Consigne ▸ Recopiez à l'identique, dans l'entretien ci-dessous avec l'ancien gendarme, tout le passage qui va de « Un gendarme dans » jusqu'à « légalisation du cannabis. ».
***** Extrait du texte
Jean-Luc Garcia,  l'ex-hippie devenu gendarme

Soft Secrets
14 Oct 2015

INTERVIEW


INTERVIEW

Un gendarme dans Soft Secrets ! Beaucoup d'entre nous ont eu une mauvaise expérience avec les forces de l'ordre et gardent une image plutôt négative de cette corporation. Mais Jean-Luc Garcia est un cas à part. Cet ex-gendarme, consommateur de cannabis et partisan de la légalisation, avait déjà fait parler de lui dans les médias en 2012 en publiant une lettre ouverte au président Hollande. Il l'était à l'époque encore en activité et sont statut l'avait obligé à garder l'anonymat. Aujourd'hui à la retraite, Jean-Luc Garcia peut enfin dévoiler son identité. Il a récemment envoyé une deuxième lettre à François Hollande, toujours pour demander la légalisation du cannabis.

Soft Secrets France : Pourrais-tu expliquer à nos lecteurs ce qui t'a donné envie de devenir gendarme ?
**********
***** Données brutes
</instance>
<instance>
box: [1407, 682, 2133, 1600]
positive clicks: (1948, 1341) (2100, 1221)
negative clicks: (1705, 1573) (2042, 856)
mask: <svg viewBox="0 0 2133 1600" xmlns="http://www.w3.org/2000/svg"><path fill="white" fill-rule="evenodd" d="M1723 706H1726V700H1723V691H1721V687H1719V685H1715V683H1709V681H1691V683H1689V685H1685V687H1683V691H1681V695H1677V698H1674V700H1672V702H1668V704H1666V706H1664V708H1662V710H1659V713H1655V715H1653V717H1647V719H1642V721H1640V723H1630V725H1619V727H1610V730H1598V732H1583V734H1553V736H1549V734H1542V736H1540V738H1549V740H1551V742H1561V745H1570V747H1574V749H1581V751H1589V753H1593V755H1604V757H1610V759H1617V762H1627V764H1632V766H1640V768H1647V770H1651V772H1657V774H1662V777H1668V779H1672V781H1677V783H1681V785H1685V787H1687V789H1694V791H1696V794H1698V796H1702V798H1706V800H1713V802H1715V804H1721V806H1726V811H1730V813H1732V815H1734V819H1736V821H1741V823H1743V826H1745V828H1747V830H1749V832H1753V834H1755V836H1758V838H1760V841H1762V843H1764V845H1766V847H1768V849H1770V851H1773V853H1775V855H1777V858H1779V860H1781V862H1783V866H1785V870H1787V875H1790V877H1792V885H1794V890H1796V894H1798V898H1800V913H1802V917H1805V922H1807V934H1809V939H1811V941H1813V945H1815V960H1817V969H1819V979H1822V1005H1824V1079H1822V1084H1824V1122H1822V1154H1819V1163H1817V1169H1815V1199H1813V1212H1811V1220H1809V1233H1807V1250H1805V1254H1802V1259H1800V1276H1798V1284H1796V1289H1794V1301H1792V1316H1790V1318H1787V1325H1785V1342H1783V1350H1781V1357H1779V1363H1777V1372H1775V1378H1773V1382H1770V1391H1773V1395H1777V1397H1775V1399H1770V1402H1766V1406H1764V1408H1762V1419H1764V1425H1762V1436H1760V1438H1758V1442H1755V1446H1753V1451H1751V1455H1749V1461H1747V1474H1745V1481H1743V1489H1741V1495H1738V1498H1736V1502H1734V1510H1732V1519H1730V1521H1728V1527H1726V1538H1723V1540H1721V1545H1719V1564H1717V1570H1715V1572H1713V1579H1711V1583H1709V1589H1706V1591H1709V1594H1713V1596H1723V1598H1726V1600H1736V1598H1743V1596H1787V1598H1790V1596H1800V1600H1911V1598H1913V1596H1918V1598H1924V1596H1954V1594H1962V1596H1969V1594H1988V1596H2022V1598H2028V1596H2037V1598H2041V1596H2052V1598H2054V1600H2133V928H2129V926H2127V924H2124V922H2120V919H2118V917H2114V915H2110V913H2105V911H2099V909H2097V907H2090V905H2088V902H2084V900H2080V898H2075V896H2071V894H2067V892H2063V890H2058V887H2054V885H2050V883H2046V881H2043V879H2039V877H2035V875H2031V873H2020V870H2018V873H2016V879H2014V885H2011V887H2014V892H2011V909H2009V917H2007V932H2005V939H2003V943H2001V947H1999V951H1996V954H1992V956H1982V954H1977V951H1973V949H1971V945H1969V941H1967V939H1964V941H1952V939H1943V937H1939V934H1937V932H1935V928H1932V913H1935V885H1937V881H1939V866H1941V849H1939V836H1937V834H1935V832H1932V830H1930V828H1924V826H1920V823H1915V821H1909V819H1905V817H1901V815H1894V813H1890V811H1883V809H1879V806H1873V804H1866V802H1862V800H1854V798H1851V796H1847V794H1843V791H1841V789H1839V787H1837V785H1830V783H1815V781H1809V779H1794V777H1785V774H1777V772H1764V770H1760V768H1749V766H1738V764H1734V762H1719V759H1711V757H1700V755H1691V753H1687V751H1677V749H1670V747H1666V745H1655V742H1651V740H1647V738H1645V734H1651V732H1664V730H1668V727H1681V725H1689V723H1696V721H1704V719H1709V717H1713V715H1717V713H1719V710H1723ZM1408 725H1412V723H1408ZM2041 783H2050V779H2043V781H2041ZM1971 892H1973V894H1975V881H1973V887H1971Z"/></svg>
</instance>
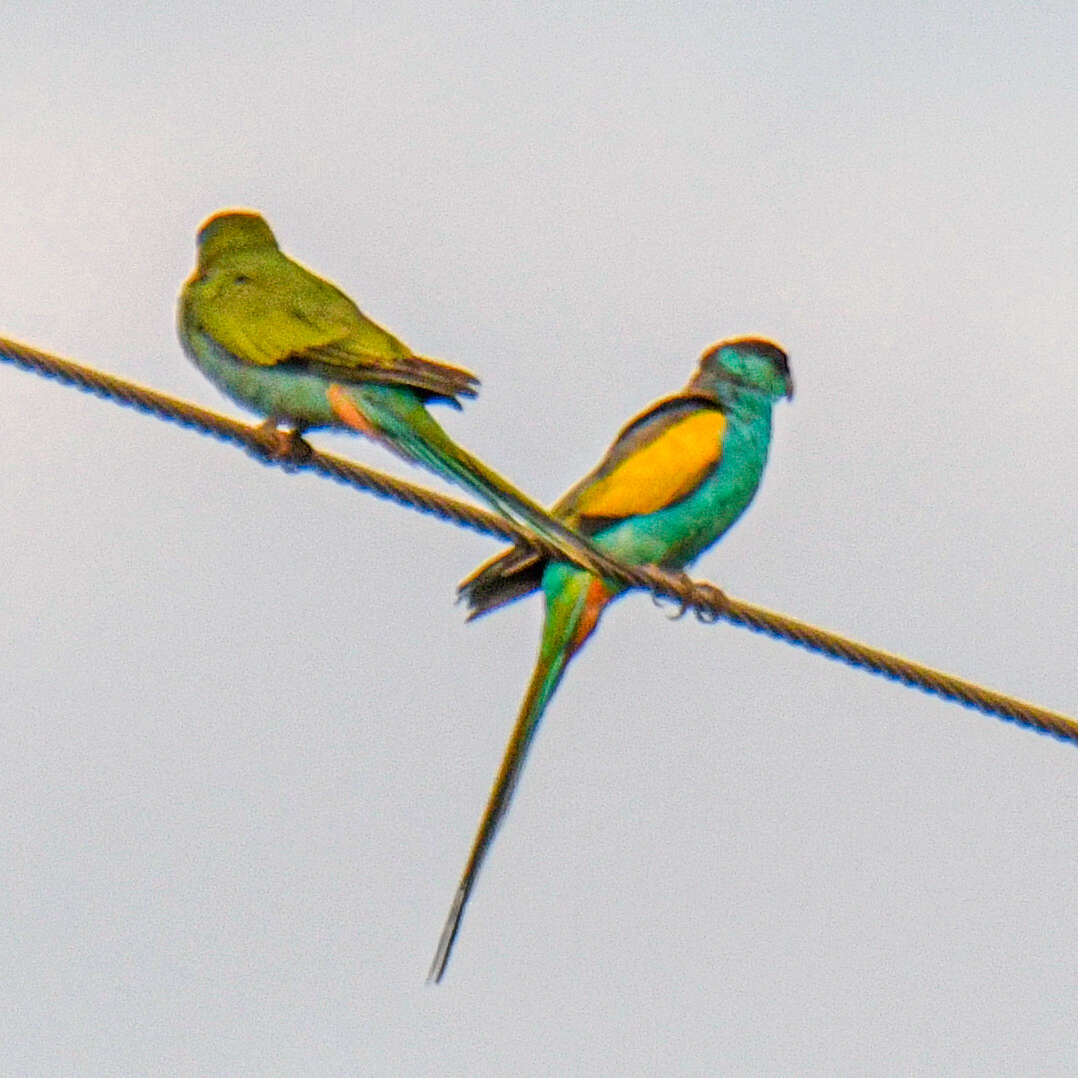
**********
Zone de réponse ▸
Un gendarme dans Soft Secrets ! Beaucoup d'entre nous ont eu une mauvaise expérience avec les forces de l'ordre et gardent une image plutôt négative de cette corporation. Mais Jean-Luc Garcia est un cas à part. Cet ex-gendarme, consommateur de cannabis et partisan de la légalisation, avait déjà fait parler de lui dans les médias en 2012 en publiant une lettre ouverte au président Hollande. Il l'était à l'époque encore en activité et sont statut l'avait obligé à garder l'anonymat. Aujourd'hui à la retraite, Jean-Luc Garcia peut enfin dévoiler son identité. Il a récemment envoyé une deuxième lettre à François Hollande, toujours pour demander la légalisation du cannabis.